**Task goal**
Locate every line in the material below that contains the word "black", and copy each of those lines.

**Data**
* * * * *

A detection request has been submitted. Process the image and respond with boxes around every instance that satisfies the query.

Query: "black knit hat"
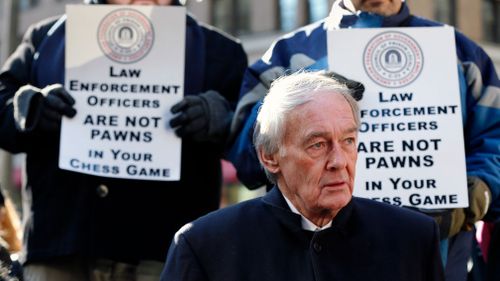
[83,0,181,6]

* * * * *

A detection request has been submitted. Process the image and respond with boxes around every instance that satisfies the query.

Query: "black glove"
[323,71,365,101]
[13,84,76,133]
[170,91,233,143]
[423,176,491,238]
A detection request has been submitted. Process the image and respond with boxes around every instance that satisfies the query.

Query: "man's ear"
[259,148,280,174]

* * * * *

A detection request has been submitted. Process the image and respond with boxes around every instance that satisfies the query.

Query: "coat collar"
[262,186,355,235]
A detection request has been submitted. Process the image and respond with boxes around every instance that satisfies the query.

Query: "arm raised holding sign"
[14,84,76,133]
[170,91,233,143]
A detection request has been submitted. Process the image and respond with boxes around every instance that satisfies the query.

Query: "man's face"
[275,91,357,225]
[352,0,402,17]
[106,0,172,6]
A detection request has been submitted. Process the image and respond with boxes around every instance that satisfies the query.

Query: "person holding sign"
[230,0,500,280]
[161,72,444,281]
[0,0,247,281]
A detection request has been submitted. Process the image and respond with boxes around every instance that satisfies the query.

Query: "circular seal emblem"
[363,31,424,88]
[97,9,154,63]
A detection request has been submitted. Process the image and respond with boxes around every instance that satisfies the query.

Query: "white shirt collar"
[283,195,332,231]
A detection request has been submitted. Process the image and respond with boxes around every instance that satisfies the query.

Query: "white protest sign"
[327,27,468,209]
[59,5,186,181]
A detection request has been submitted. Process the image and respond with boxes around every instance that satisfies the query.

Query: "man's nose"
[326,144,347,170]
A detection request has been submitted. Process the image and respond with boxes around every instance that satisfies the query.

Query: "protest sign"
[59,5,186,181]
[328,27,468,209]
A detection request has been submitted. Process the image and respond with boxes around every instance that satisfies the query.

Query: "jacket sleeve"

* * * * *

**Written response**
Query: "black knit hat"
Query: "black glove"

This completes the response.